╭──

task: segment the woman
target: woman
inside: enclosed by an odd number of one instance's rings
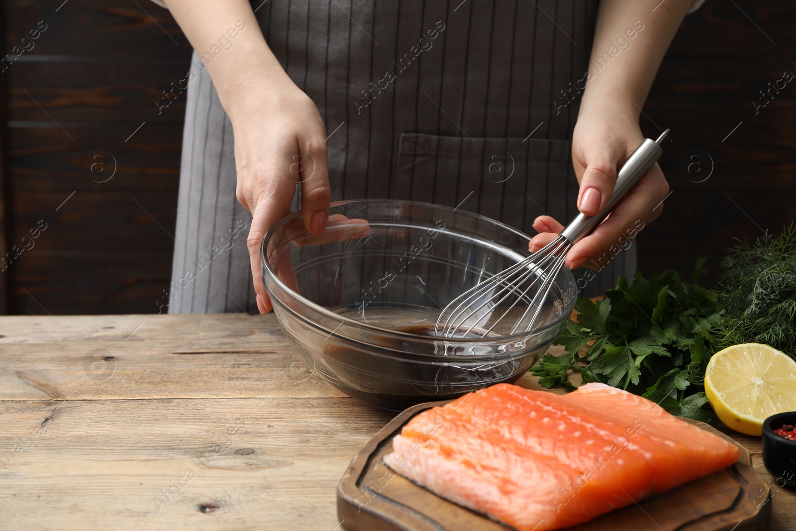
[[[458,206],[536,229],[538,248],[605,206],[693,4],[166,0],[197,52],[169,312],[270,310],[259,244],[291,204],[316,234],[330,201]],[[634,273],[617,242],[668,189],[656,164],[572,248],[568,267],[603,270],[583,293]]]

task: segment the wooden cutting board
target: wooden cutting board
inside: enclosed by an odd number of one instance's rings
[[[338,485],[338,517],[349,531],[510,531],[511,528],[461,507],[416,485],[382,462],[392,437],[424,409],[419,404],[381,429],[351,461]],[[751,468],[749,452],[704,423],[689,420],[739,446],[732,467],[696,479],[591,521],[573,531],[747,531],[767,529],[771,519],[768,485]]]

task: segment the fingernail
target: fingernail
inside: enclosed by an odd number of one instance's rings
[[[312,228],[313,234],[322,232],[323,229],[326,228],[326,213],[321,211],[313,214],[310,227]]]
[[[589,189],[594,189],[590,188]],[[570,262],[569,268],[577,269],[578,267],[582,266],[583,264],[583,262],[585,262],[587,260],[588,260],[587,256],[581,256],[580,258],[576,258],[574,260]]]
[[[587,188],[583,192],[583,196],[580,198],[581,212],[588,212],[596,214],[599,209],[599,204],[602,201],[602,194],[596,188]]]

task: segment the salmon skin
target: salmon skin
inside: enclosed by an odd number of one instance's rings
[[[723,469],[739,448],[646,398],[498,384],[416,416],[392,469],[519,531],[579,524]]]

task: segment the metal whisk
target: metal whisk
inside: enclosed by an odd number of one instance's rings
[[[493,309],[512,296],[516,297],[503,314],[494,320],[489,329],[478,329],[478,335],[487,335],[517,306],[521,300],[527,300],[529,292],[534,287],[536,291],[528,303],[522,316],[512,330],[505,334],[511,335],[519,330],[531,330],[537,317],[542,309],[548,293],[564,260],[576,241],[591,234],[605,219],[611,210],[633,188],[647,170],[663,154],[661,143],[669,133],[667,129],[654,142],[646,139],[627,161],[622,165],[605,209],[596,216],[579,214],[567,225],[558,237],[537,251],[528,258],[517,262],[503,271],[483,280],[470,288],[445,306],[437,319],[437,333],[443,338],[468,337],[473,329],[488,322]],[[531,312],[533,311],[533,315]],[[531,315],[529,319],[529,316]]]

╰──

• TASK
Transcribe all of the material exactly, leaving out whatever pictures it contains.

• FINAL ANSWER
task: segment the woman
target: woman
inside: enclosed by an odd number of one instance's rings
[[[458,206],[536,229],[538,248],[605,206],[693,4],[166,0],[197,52],[169,312],[270,310],[259,244],[291,204],[316,234],[330,201]],[[634,273],[617,242],[668,189],[656,164],[572,248],[568,267],[603,270],[583,293]]]

task: segment the wooden cutting board
target: wooden cutting board
inside: enclosed by an odd number of one instance's rings
[[[338,485],[338,517],[349,531],[510,531],[511,528],[461,507],[416,485],[382,462],[392,437],[424,409],[419,404],[381,429],[351,461]],[[751,468],[749,452],[704,423],[689,420],[739,446],[732,467],[696,479],[591,521],[573,531],[747,531],[767,529],[771,519],[768,485]]]

task: segment the fingernail
target: fingernail
inside: enclosed by an odd number of one instance's rings
[[[312,228],[313,234],[322,232],[323,229],[326,228],[326,213],[321,211],[313,214],[310,227]]]
[[[589,189],[594,189],[590,188]],[[570,262],[569,268],[577,269],[578,267],[582,266],[583,264],[583,262],[585,262],[587,260],[588,260],[587,256],[581,256],[580,258],[576,258],[574,260]]]
[[[587,188],[583,192],[583,196],[580,198],[581,212],[588,212],[596,214],[599,209],[599,204],[602,201],[602,194],[596,188]]]

task: segment the salmon skin
target: salmon skin
inside: enclosed by an odd number of one instance's rings
[[[723,469],[739,448],[646,398],[498,384],[416,416],[392,469],[519,531],[579,524]]]

task: segment the metal whisk
target: metal whisk
inside: enclosed by an odd number of one instance's rings
[[[493,309],[512,296],[516,297],[503,314],[494,320],[489,329],[478,329],[478,335],[487,335],[517,306],[521,300],[527,300],[529,292],[534,287],[536,291],[528,303],[522,316],[512,330],[505,334],[511,335],[519,330],[531,330],[537,317],[542,309],[548,293],[564,260],[576,241],[591,234],[605,219],[611,210],[633,188],[647,170],[663,154],[661,143],[669,133],[667,129],[654,142],[646,139],[627,161],[622,165],[605,209],[596,216],[579,214],[567,225],[558,237],[537,251],[528,258],[517,262],[503,271],[483,280],[470,288],[445,306],[437,319],[437,333],[443,338],[468,337],[473,329],[488,322]],[[531,312],[533,311],[533,315]],[[531,315],[529,319],[529,316]]]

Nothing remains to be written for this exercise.